# [Material for the task]
+++

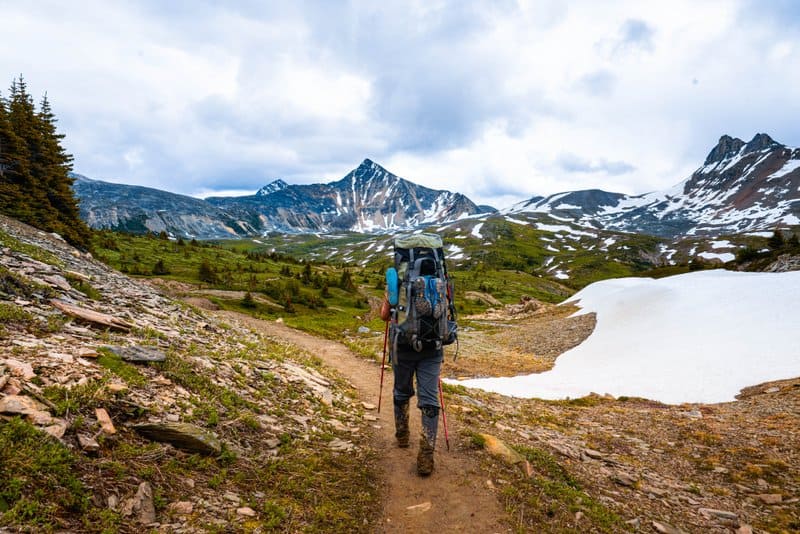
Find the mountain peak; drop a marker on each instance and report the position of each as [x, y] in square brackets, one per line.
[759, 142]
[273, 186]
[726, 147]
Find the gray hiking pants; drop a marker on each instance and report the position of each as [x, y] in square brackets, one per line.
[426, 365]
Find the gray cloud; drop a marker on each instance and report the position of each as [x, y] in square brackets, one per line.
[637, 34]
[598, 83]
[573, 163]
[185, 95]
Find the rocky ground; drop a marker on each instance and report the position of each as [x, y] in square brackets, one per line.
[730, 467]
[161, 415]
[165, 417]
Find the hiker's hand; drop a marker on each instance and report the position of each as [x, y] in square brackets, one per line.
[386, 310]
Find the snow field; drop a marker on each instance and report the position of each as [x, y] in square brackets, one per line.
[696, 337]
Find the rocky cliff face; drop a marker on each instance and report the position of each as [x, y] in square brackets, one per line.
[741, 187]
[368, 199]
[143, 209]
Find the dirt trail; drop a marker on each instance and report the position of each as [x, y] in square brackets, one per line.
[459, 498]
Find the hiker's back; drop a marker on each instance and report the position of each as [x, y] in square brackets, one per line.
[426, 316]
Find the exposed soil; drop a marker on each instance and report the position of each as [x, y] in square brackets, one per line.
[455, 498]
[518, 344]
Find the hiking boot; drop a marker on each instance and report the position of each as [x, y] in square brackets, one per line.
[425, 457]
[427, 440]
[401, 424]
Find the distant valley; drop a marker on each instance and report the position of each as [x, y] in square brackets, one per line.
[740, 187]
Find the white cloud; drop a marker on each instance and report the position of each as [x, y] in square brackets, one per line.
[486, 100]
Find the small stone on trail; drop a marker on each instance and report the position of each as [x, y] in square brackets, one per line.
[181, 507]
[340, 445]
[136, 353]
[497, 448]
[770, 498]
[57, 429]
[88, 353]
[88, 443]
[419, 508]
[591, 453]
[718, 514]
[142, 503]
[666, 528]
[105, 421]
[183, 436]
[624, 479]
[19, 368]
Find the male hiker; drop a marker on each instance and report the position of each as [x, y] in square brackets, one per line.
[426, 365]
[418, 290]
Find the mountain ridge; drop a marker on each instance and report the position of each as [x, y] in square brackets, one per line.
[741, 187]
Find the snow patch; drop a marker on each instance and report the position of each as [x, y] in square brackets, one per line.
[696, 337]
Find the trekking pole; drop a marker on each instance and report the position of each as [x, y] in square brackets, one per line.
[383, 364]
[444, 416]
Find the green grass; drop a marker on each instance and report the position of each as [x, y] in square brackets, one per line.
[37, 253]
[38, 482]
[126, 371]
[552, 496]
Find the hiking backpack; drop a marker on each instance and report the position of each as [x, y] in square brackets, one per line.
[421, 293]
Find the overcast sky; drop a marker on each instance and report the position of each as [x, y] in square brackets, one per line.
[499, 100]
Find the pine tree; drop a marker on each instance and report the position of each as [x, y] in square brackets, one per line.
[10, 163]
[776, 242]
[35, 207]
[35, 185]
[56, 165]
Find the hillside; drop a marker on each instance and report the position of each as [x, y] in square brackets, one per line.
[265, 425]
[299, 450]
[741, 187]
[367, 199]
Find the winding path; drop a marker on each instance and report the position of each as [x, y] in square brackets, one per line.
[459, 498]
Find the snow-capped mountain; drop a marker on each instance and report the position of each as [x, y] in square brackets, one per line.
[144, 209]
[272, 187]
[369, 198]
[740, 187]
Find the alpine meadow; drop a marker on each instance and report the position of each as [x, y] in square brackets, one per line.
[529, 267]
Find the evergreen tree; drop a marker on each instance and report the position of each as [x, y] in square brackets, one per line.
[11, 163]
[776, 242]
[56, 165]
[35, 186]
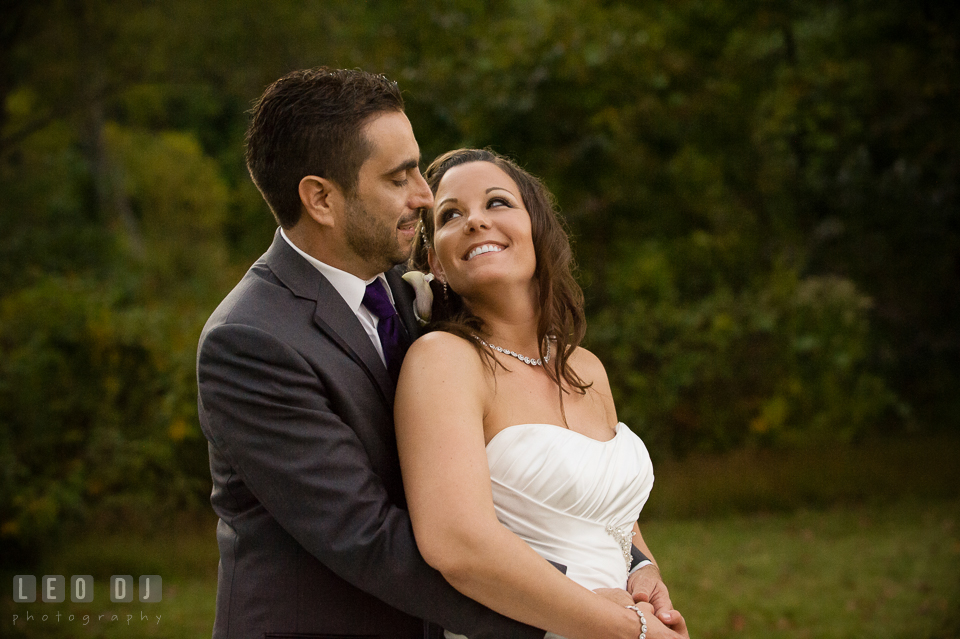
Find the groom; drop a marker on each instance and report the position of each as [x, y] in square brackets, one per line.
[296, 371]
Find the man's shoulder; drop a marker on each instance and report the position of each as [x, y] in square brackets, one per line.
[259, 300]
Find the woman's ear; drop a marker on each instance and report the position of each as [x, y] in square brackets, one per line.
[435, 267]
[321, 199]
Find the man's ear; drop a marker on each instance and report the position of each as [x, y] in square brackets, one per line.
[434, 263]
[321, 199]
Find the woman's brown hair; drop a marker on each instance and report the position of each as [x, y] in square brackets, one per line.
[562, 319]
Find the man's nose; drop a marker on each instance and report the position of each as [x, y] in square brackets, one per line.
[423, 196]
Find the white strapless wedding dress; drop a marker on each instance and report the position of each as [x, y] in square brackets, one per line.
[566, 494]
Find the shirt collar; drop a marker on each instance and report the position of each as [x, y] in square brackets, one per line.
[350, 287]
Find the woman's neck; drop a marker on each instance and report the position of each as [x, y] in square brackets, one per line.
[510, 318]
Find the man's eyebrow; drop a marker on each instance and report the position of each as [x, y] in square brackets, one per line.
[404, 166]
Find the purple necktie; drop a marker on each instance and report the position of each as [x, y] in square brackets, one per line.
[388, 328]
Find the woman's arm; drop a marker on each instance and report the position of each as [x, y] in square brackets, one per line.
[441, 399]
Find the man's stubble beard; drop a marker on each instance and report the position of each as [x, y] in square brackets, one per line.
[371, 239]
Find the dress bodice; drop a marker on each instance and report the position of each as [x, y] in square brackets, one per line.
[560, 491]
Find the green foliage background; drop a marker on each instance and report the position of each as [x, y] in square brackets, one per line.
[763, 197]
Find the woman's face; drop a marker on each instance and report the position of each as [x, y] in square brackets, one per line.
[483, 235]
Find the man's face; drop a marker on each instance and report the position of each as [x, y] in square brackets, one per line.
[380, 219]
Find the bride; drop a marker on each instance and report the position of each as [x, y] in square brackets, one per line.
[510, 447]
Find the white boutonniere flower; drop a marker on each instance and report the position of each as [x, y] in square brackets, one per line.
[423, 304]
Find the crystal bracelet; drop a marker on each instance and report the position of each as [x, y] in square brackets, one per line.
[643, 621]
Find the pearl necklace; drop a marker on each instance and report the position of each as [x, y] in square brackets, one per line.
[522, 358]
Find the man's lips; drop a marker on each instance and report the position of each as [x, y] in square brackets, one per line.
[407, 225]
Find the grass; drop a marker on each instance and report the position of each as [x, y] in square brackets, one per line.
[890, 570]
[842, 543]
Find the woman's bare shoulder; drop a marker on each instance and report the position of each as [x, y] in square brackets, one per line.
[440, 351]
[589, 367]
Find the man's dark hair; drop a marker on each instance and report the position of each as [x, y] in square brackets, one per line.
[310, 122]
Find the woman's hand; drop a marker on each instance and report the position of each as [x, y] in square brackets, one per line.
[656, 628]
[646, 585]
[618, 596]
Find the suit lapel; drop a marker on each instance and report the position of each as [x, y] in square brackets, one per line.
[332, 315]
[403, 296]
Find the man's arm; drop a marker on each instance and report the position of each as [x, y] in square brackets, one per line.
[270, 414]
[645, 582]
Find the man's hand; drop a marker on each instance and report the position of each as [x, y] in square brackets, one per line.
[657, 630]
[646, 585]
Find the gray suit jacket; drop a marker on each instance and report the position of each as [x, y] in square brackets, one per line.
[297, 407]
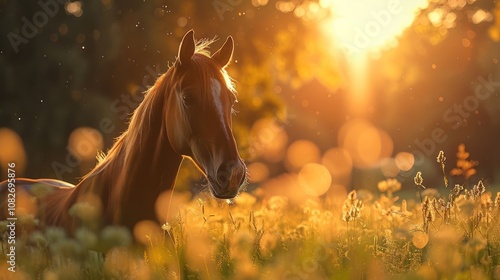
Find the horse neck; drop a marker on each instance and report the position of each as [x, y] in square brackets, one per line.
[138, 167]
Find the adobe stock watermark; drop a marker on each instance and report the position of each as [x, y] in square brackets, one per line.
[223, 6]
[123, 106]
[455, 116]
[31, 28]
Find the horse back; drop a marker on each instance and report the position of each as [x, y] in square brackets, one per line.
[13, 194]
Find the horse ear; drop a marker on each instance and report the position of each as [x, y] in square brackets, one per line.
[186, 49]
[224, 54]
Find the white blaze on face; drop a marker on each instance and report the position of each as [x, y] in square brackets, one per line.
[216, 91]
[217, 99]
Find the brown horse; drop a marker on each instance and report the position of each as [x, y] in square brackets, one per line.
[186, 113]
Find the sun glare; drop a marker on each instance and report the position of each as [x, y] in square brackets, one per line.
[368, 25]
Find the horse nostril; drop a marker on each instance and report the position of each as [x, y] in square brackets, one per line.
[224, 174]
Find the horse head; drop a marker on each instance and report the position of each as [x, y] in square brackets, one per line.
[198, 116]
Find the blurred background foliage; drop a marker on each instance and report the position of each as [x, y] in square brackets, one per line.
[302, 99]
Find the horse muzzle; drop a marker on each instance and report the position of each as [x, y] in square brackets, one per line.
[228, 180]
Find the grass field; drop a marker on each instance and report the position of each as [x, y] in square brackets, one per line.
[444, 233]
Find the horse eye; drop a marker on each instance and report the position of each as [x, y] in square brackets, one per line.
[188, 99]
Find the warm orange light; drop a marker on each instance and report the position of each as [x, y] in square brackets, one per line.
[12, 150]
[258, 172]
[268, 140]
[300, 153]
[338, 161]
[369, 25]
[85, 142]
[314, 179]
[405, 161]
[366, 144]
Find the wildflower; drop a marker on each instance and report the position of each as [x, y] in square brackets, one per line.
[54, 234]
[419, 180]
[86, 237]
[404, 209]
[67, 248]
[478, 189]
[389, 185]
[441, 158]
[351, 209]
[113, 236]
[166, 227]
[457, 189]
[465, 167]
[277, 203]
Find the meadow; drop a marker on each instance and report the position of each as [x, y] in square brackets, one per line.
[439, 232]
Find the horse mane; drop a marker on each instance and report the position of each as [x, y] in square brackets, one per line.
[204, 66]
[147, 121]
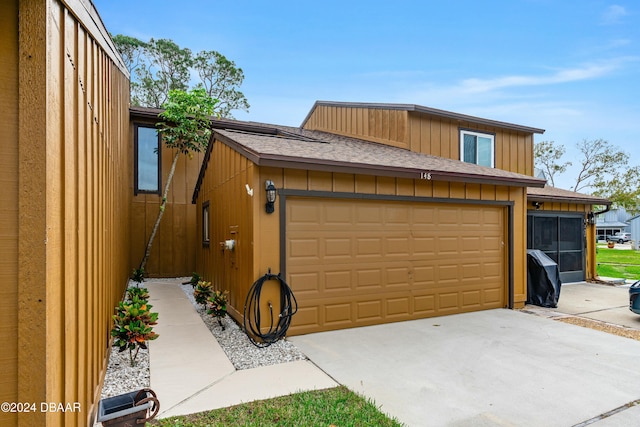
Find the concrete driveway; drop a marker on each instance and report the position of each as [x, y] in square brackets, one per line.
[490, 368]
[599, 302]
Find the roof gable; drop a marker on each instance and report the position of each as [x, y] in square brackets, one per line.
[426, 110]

+++

# [Request]
Exactly those lines that run from the line holding "Find the blurred" to the end of the listing above, both included, are to be reproduced, with pictures left out.

# [In response]
Find the blurred background foliage; drop a marker on each instance and report the position of each as [x, y] in square brackets, one per line.
[302, 99]
Find the horse muzzle; drop a marker on each instance and report the position of each as [x, y] in square brackets, one per line.
[228, 180]
Find the grass field; drop a marker on each instance and report the position of each as [x, y] in square brackets, one per line.
[444, 233]
Find the horse eye; drop a marker on each instance and report the position of each as [x, y] in square brackets, one per line.
[188, 99]
Find the warm orange light; drop a marker on each instance and report the position of each as [x, y] in square brackets, one per line.
[12, 150]
[258, 172]
[268, 140]
[300, 153]
[338, 161]
[369, 25]
[85, 142]
[314, 179]
[405, 161]
[366, 144]
Find the wildflower; drop a marker on each instance and report the position of each as [x, y] in square brackets, one per line.
[54, 234]
[419, 180]
[86, 237]
[404, 209]
[67, 248]
[478, 189]
[389, 185]
[441, 158]
[351, 209]
[113, 236]
[166, 227]
[457, 189]
[465, 167]
[277, 203]
Find the meadow; drop a marker on each instance and report the position of each as [x, y] in square brackets, one per line.
[439, 232]
Find the horse mane; drop a marker on each instance and report the position of each as [x, y] in square brackets, one per line.
[204, 66]
[147, 121]
Find the concrete driveway; drop a marker on each instance and report the position of each as [x, y] in square brackets, one per line.
[490, 368]
[599, 302]
Find the roof gable; drop a marker on each instance and report the position of each as [x, y] in square brackets, one per line.
[426, 110]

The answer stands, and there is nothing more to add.